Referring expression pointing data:
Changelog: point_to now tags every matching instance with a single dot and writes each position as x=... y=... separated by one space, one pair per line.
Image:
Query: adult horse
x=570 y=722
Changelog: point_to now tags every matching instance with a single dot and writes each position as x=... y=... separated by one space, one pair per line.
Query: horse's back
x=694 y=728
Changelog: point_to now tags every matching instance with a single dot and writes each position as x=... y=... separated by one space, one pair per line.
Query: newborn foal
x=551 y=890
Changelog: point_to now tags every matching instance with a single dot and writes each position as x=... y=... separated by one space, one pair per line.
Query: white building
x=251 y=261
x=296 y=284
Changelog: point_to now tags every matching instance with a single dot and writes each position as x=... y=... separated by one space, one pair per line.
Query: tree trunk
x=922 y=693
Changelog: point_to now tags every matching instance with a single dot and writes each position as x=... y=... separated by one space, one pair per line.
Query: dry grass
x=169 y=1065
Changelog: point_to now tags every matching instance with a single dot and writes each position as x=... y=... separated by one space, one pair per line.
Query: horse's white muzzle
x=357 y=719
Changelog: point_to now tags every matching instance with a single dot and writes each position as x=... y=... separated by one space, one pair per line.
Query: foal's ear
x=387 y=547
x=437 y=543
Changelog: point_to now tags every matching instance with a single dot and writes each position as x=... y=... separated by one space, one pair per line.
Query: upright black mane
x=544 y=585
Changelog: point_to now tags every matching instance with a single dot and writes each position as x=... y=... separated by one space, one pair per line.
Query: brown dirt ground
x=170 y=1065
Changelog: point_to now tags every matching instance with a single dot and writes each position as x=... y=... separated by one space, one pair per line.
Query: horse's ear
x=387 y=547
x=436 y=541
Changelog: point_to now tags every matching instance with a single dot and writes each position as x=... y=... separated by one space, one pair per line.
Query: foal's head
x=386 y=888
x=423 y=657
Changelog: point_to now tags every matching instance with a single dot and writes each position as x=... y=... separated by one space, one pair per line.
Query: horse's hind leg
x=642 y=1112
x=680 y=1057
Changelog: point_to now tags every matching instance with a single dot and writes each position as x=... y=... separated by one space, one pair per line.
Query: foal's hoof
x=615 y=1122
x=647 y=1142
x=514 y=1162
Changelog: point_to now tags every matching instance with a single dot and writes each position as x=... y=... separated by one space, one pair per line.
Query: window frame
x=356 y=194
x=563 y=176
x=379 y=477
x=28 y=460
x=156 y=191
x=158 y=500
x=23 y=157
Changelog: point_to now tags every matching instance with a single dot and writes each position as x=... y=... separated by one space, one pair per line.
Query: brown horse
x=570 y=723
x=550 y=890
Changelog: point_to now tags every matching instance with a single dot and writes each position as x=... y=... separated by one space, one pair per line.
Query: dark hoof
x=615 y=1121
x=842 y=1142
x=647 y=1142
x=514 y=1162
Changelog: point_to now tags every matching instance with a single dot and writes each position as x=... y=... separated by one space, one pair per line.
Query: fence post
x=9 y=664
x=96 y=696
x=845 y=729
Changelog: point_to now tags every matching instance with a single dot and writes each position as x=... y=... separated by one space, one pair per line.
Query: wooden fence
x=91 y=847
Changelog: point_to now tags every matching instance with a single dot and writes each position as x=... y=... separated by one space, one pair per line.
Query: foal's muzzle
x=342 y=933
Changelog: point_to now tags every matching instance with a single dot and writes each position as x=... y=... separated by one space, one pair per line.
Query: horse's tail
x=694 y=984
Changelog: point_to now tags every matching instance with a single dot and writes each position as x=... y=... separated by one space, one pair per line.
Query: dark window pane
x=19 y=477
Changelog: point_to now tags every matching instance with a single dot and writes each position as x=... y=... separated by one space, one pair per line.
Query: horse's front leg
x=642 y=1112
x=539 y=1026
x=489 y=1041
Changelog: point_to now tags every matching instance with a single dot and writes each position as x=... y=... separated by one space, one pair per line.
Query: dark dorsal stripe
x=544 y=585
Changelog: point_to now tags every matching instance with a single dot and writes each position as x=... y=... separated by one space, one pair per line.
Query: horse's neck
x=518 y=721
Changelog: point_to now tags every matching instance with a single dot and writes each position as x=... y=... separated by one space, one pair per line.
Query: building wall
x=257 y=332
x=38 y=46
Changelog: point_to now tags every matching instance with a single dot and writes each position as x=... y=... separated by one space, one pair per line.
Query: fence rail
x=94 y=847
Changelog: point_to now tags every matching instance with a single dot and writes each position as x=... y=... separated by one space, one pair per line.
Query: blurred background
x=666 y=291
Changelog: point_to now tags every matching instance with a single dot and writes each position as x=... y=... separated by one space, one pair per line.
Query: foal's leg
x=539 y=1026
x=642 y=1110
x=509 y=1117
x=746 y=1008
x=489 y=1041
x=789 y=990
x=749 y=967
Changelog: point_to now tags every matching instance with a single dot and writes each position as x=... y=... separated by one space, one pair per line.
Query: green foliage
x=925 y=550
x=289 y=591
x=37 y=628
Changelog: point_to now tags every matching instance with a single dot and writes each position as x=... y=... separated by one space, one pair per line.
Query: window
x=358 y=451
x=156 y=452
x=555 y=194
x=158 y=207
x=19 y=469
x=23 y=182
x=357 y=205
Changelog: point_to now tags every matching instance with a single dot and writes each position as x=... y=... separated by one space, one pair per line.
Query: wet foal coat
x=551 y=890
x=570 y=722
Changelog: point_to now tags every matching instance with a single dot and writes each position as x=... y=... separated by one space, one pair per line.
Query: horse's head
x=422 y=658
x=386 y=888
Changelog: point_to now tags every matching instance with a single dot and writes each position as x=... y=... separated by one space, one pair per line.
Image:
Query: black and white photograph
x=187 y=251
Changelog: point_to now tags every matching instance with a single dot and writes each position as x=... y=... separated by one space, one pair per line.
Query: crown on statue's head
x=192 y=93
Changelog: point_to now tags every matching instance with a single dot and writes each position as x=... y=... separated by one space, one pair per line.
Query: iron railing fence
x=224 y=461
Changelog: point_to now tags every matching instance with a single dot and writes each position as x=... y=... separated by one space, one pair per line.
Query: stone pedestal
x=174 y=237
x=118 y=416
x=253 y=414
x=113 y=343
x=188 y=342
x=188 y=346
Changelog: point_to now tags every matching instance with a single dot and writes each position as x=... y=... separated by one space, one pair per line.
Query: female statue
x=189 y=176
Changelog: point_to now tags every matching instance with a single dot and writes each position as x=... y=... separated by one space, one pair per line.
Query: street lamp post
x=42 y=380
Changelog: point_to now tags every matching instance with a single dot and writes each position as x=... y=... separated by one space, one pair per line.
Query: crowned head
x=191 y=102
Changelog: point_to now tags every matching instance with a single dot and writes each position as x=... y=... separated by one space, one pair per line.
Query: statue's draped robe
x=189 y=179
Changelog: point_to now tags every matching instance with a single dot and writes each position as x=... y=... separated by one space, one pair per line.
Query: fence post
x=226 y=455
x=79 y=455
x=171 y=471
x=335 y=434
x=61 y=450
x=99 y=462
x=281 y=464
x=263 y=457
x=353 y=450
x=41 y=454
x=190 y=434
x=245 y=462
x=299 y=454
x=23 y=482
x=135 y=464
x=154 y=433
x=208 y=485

WORK INSTRUCTIONS =>
Each record above must be restated in full, word for word.

RESPONSE =>
Changelog: point_to now tags every matching instance with a single dot and writes each position as x=... y=... separated by one space, one pair per line.
Image:
Query: adult horse
x=570 y=722
Changelog: point_to now tags every matching instance with a single dot and writes each position as x=... y=... separated by one space, one pair per line.
Query: horse's back
x=694 y=728
Changelog: point_to now tags every matching instance with a single dot and writes each position as x=... y=... separated by one space, one pair per line.
Query: newborn foal
x=551 y=890
Changelog: point_to now tags every matching instance with a single dot and writes each position as x=... y=... separated by one space, one pair per line.
Query: white building
x=251 y=261
x=296 y=284
Changelog: point_to now tags every matching instance with a single dot and writes each position as x=... y=... separated by one space, one pair per line.
Query: tree trunk
x=922 y=693
Changelog: point_to now tags every matching instance with a single dot and writes each position as x=... y=... separated by one space, one pair per line.
Query: dry grass
x=169 y=1065
Changelog: point_to now tags every matching instance with a single dot and writes each position as x=... y=... separated by one space, one pair per line.
Query: horse's white muzzle
x=357 y=719
Changelog: point_to now tags every matching instance with a single dot and writes each position as x=... y=... separated by one space, one pair per line.
Query: foal's ear
x=387 y=547
x=437 y=543
Changelog: point_to now tags every matching instance with a single dot and writes each position as x=... y=... separated by one space, one pair per line.
Query: upright black mane
x=544 y=585
Changelog: point_to now tags every matching instance with a single dot and writes each position as x=... y=... separated by one space, one pair per line.
Query: brown dirt ground
x=170 y=1065
Changelog: point_to now tags every matching instance with a single dot and writes each position as x=... y=... separated by one space, one pair per line.
Query: horse's ear
x=387 y=547
x=436 y=541
Changelog: point_to now tags every matching instance with a single dot and writes each position as x=... y=... separated by one space, one pair per line.
Query: foal's head
x=386 y=888
x=423 y=657
Changelog: point_to now tags every matching instance with a single dot and writes each position as x=... y=... separated by one space, one pair per line.
Query: horse's hind leg
x=642 y=1112
x=680 y=1057
Changelog: point_to now tags every matching instance with a single dot and writes each position as x=... y=... separated by one space, one pair per line.
Query: foal's hoof
x=615 y=1122
x=647 y=1142
x=514 y=1162
Changelog: point_to now tags every matching instance with a single dot and writes each position as x=... y=... separated by one space, one pair per line.
Query: window frame
x=356 y=194
x=563 y=176
x=379 y=477
x=28 y=460
x=156 y=191
x=158 y=500
x=23 y=157
Changelog: point_to now tags every matching instance with a single dot and writes each position as x=... y=... separated by one space, one pair per line.
Query: brown horse
x=570 y=723
x=550 y=890
Changelog: point_to now tags every matching instance with a single dot and writes each position as x=... y=... separated by one space, one pair per line.
Query: dark hoof
x=615 y=1121
x=842 y=1142
x=647 y=1142
x=514 y=1162
Changelog: point_to now tags every matching instance with a single dot and writes each position as x=... y=... separated by one space, one pair per line.
Query: fence post
x=9 y=664
x=96 y=696
x=845 y=729
Changelog: point_to now tags every matching instance with a single dot and writes each position as x=... y=... separated by one space, one pair per line.
Query: wooden fence
x=91 y=847
Changelog: point_to now tags every matching instance with a single dot and writes each position as x=... y=... separated by one space, one pair per line.
Query: foal's muzzle
x=342 y=933
Changelog: point_to now tags every matching instance with a single dot and writes each position as x=... y=... separated by one space, one pair per line.
Query: horse's tail
x=694 y=984
Changelog: point_to now tags every matching instance with a single dot and writes each position as x=... y=... separated by one space, one pair per line.
Query: dark window pane
x=19 y=477
Changelog: point_to now tags every matching instance with a single dot and writes each position as x=... y=... separated by one space, one pair per line.
Query: horse's front leg
x=642 y=1112
x=539 y=1026
x=489 y=1041
Changelog: point_to now tags every matching instance with a single dot and writes each position as x=... y=... separated by one space, one pair per line.
Query: dark dorsal stripe
x=544 y=585
Changelog: point_to now tags every matching instance with a single dot and writes each position as x=... y=... separated by one space, one pair per line.
Query: horse's neck
x=518 y=721
Changelog: point_to now tags every matching instance with a single dot and writes each position as x=... y=... separated by one space, one pair per line.
Query: building wall
x=257 y=332
x=38 y=46
Changelog: point_to now tags every matching instance with a single dot and writes each position as x=... y=... separated by one space, one pair per line.
Query: fence rail
x=94 y=847
Changelog: point_to now tags every matching instance with a single dot and writes each position as x=... y=... separated by one space, one pair per line.
Query: blurred background
x=666 y=291
Changelog: point_to now tags every matching instance with a single dot and writes each position as x=... y=... separated by one space, one pair per line.
Query: foal's leg
x=539 y=1026
x=642 y=1110
x=509 y=1117
x=746 y=1008
x=489 y=1041
x=789 y=990
x=749 y=967
Changelog: point_to now tags every matching instance with a single dot and writes each position as x=... y=... separated by one space, one pair per line.
Query: green foliage
x=925 y=550
x=289 y=591
x=37 y=628
Changelog: point_to now tags every matching instance with a single dot and writes each position as x=... y=... separated by one space, one pair per line.
Query: window
x=358 y=451
x=156 y=452
x=555 y=194
x=158 y=207
x=19 y=469
x=23 y=182
x=357 y=205
Changelog: point_to now tags every matching instance with a single dot and writes each position as x=... y=... separated by one space, one pair per line.
Query: wet foal coat
x=551 y=890
x=570 y=722
Changelog: point_to now tags every matching instance with a single dot and writes each position as x=... y=... separated by one space, one pair per line.
Query: horse's head
x=422 y=658
x=386 y=888
Changelog: point_to now tags every matching instance with a single dot and writes each position as x=... y=... separated by one space, one pair per line.
Image:
Query: black and white photograph
x=187 y=251
Changelog: point_to now tags every matching instance with a single dot and writes each position as x=... y=... separated by one space, one pair per line.
Query: crown on statue's head
x=192 y=93
Changelog: point_to now tags every matching instance with a single dot and writes each position as x=... y=... separated by one space, one pair per line.
Query: iron railing fence
x=224 y=461
Changelog: point_to now tags every matching instance with a single dot and writes each position as x=... y=... separated by one space, one pair per line.
Query: stone pedestal
x=174 y=237
x=118 y=416
x=253 y=414
x=113 y=343
x=188 y=342
x=188 y=346
Changelog: point_to now tags every matching instance with a single dot and writes each position as x=... y=... separated by one space, one pair per line.
Query: female statue
x=189 y=176
Changelog: point_to now tags every matching instance with a single dot and writes each position as x=... y=... separated by one space, one pair per line.
Query: street lamp post
x=42 y=380
Changelog: point_to now tags every matching instance with a single dot and writes each position as x=... y=... separated by one space, one pair per line.
Query: crowned head
x=191 y=102
Changelog: point_to now tags every matching instance with a single dot and writes each position as x=... y=... separated by one space, one pair per line.
Query: statue's draped robe
x=189 y=179
Changelog: point_to now tags every matching instance with a single dot and writes each position as x=... y=... separated by one space, one pair per line.
Query: fence post
x=226 y=455
x=79 y=455
x=171 y=471
x=335 y=434
x=61 y=450
x=99 y=462
x=281 y=464
x=263 y=457
x=353 y=450
x=41 y=454
x=190 y=434
x=245 y=462
x=299 y=454
x=23 y=482
x=135 y=464
x=154 y=433
x=208 y=485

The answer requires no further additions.